───── Stored records
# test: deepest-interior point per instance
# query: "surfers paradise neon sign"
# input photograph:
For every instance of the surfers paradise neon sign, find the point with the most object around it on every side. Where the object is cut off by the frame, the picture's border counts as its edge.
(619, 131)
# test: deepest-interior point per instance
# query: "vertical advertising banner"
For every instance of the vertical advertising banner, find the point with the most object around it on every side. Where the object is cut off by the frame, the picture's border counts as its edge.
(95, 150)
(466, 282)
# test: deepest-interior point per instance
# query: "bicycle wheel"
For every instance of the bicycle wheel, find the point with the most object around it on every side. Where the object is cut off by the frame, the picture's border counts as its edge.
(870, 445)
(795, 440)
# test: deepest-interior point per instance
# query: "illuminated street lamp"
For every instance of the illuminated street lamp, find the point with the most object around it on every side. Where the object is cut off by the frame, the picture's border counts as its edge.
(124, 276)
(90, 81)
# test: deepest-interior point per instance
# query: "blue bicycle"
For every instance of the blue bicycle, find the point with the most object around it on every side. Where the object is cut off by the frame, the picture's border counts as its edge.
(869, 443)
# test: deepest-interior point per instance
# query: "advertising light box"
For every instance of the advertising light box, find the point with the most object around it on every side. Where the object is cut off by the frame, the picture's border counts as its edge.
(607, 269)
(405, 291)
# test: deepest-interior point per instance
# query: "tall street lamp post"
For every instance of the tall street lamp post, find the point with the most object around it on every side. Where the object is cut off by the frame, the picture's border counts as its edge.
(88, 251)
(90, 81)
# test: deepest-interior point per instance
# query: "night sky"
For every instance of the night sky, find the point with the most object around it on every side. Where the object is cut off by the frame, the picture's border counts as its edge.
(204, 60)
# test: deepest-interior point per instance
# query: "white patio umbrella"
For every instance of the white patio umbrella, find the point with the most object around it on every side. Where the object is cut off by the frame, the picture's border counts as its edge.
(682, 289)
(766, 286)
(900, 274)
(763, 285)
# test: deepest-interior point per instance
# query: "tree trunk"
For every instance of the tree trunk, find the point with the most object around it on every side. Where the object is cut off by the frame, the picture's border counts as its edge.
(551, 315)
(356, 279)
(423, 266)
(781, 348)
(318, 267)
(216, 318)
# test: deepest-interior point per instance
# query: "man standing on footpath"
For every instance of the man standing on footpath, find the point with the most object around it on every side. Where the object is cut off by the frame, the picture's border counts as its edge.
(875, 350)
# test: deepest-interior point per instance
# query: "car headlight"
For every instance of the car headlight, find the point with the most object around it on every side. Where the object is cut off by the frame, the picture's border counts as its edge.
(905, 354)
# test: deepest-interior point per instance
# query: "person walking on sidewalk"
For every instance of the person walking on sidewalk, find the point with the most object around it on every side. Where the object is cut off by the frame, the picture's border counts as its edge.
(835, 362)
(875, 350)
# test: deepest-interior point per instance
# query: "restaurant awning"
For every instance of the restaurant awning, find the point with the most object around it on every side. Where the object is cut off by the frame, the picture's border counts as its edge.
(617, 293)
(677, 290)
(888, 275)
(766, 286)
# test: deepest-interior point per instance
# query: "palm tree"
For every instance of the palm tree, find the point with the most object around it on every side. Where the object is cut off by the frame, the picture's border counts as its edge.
──────────
Problem details
Take the data above and return it exactly.

Task output
# test: deepest-interior point per instance
# query: "surfers paradise neon sign"
# input photograph:
For every instance of the surfers paradise neon sign, find the point with the most object around it on every side. Where the object is cut off by the frame, the picture's border counts as its edge.
(619, 131)
# test: deepest-interior point per instance
# query: "vertical advertising banner"
For every instance of the vertical advertising banner, find the point with the most object around it on every side. Where the object is cut off by the frame, the picture's border counts as its edge.
(95, 150)
(466, 282)
# test: deepest-interior point per instance
# query: "bicycle wheel"
For every instance of the bicycle wheel, find the point with the most object around it on every side. Where the object is cut off by the frame, the picture's border counts as its edge.
(870, 445)
(795, 440)
# test: deepest-interior point per instance
# query: "illuminated street lamp"
For every instance of the illuminated street lamp, find the point with the most object around it on every side. Where the object is cut off by the frame, the picture's border counts as its edge.
(124, 276)
(90, 81)
# test: deepest-interior point per instance
# query: "blue bicycle"
For every instance of the blue bicycle, find the point with the most object around it on every side. Where the object is cut off by the frame, the picture's border counts as its edge.
(869, 443)
# test: deepest-interior point per instance
# query: "advertising light box"
For every instance of the advertising light box, find the point with the most object around it on every side. Where the object is cut off by the frame, the picture's border counts as its edge.
(607, 269)
(405, 291)
# test: deepest-interior point per instance
# query: "tall street lamp post"
For every instance of the tall street lamp post, find the point with the most object around it on every side. Where the object is cut off by the frame, the picture's border counts as its edge.
(88, 251)
(90, 81)
# test: deepest-interior point per instance
# query: "night sky"
For every instance of the night sky, find the point with the most object around it on every side. Where the object is cut off by the frame, the picture's border counts as its edge.
(204, 60)
# test: deepest-interior point per instance
# query: "white patio umbrella"
For every instance of the white patio umbrella, find the point with the most object around it on every side. Where the object is cut off by the frame, the picture's border counts as its edge.
(682, 289)
(766, 286)
(900, 274)
(763, 285)
# test: deepest-interior point per instance
# query: "tree trunk"
For every instance of the tree trunk, find the point with the most object around it on every side. Where the object is cut off by the frame, the picture's border counts as its edge.
(551, 315)
(356, 279)
(423, 266)
(781, 348)
(318, 267)
(216, 318)
# test: deepest-interior point per instance
# query: "man standing on footpath"
For every instance of the man standing on footpath, find the point with the most object around it on every side. Where the object is cut off by the frame, the picture's border counts as its edge.
(875, 350)
# test: deepest-interior point per instance
# query: "car headlight"
For every instance of the car headlight, find the point with the most object around it on every side. Where the object is cut off by the frame, the picture's border counts as its edge.
(905, 354)
# test: deepest-interior point per instance
# query: "person walking on sidewalk"
For every instance of the person walking on sidewalk, find the point with the most object around it on every side. Where the object is cut off by the frame, the picture's border counts as its edge.
(835, 362)
(875, 350)
# test: deepest-interior point per instance
# query: "restaurant awning"
For every instance of the restaurant awning, find the point with the most object around it on every side. Where the object is cut off by the frame, the picture's border counts as its edge.
(617, 293)
(677, 290)
(888, 275)
(766, 286)
# test: deepest-interior point per instance
# query: "palm tree"
For every instance of the palm tree, find the point with the most object around it on every side. Where the object is cut off by the frame, the picture's border counts as its edge.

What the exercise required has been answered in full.